Exercise requirements: Rescale the stretch of records from the line that contains "Each instance receives one keypoint. Mark the beard" through the end of the records, including both ends. Copy every line in that stretch, requests included, and multiply each coordinate in the answers by 1.1, rounding to whole numbers with halves rounded up.

_ _ _

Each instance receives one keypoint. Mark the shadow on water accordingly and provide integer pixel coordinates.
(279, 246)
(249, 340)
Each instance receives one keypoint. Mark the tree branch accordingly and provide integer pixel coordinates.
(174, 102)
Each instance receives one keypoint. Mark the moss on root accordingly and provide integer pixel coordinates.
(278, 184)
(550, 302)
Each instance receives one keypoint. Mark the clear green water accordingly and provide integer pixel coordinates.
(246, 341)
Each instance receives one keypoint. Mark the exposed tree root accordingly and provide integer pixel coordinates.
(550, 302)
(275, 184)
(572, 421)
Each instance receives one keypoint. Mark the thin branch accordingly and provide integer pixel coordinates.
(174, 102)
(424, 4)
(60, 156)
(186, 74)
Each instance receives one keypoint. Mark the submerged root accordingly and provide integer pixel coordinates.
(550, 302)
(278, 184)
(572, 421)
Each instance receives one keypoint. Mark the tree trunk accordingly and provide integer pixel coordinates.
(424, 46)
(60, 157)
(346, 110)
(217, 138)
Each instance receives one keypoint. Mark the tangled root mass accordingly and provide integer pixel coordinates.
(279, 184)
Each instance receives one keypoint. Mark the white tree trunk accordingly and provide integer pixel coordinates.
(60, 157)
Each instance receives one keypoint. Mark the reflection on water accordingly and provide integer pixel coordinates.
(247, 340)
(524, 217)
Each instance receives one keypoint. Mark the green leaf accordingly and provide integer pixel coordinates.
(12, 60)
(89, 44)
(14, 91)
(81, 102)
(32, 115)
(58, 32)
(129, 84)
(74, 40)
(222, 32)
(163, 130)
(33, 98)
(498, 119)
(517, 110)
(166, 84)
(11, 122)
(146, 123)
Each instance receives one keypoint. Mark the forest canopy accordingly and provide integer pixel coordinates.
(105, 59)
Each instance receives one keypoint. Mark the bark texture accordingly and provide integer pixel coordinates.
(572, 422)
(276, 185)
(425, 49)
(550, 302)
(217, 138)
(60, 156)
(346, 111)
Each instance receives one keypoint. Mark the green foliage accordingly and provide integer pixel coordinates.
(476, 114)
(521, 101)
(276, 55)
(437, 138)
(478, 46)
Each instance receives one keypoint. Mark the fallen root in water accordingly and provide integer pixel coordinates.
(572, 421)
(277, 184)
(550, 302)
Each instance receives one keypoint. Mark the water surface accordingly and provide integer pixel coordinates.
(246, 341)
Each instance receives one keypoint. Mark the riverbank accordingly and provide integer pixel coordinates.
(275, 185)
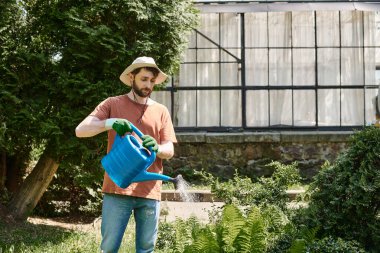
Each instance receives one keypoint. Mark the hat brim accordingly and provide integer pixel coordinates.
(161, 77)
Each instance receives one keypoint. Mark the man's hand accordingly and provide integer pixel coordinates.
(121, 126)
(149, 141)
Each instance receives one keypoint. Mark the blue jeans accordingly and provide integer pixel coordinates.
(116, 212)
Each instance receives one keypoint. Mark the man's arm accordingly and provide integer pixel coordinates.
(90, 126)
(165, 150)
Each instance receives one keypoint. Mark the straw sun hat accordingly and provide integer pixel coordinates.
(139, 63)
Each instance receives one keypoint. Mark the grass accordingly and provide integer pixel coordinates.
(27, 237)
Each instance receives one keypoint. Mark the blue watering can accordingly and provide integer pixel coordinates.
(128, 161)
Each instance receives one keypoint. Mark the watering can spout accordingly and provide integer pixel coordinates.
(176, 181)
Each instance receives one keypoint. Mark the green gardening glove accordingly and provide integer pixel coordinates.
(121, 126)
(149, 141)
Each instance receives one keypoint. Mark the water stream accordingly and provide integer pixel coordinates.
(183, 190)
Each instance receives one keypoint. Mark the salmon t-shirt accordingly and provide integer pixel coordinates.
(155, 122)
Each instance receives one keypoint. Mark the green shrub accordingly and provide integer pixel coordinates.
(345, 196)
(242, 191)
(234, 232)
(332, 245)
(173, 237)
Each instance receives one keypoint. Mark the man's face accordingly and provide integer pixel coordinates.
(143, 83)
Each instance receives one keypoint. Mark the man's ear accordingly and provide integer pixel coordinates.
(131, 77)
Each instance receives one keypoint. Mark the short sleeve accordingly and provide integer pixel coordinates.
(167, 132)
(103, 110)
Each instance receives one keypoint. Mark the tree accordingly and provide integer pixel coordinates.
(70, 60)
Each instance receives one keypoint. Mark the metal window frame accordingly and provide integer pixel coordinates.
(244, 88)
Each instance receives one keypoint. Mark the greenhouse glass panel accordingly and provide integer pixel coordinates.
(208, 110)
(352, 28)
(230, 30)
(257, 108)
(281, 107)
(209, 26)
(303, 33)
(371, 61)
(352, 66)
(279, 27)
(187, 75)
(329, 107)
(280, 67)
(256, 67)
(304, 67)
(208, 74)
(328, 28)
(230, 74)
(184, 114)
(328, 66)
(370, 105)
(163, 97)
(304, 107)
(256, 29)
(231, 108)
(352, 107)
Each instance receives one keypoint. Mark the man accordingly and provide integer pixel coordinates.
(153, 119)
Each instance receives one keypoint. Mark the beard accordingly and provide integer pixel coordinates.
(145, 92)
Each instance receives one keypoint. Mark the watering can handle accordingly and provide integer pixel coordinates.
(140, 134)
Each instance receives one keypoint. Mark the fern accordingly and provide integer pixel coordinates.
(230, 225)
(298, 246)
(251, 237)
(204, 242)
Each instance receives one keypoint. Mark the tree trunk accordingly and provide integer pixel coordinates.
(16, 167)
(3, 170)
(32, 189)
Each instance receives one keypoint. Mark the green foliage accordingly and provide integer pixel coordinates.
(233, 232)
(174, 237)
(332, 245)
(265, 191)
(345, 196)
(61, 58)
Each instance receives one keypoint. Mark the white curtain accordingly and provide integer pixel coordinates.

_ _ _

Answer for the task:
Each instance receives one keypoint. Mark the beard accordingly and provide integer pixel coordinates.
(160, 101)
Each instance receives one keypoint. Mark the watering can handle accordingly and provide integer pixel coordinates.
(154, 147)
Each instance receives one keypoint. Mark the fern accordingly and provide integer pixel coordinates.
(253, 248)
(328, 271)
(276, 261)
(224, 266)
Each instance receives one keypoint. Mark the tree trunk accordingly and provide integer pixel coordinates.
(18, 184)
(3, 187)
(35, 208)
Each instance receives one keypoint. Mark the green foliage accordingly and provide integer pixel coordinates.
(256, 255)
(191, 261)
(365, 270)
(292, 210)
(380, 216)
(67, 64)
Each instance receives one keypoint. Mark the white curtain accordingly and provide integer pixel coordinates.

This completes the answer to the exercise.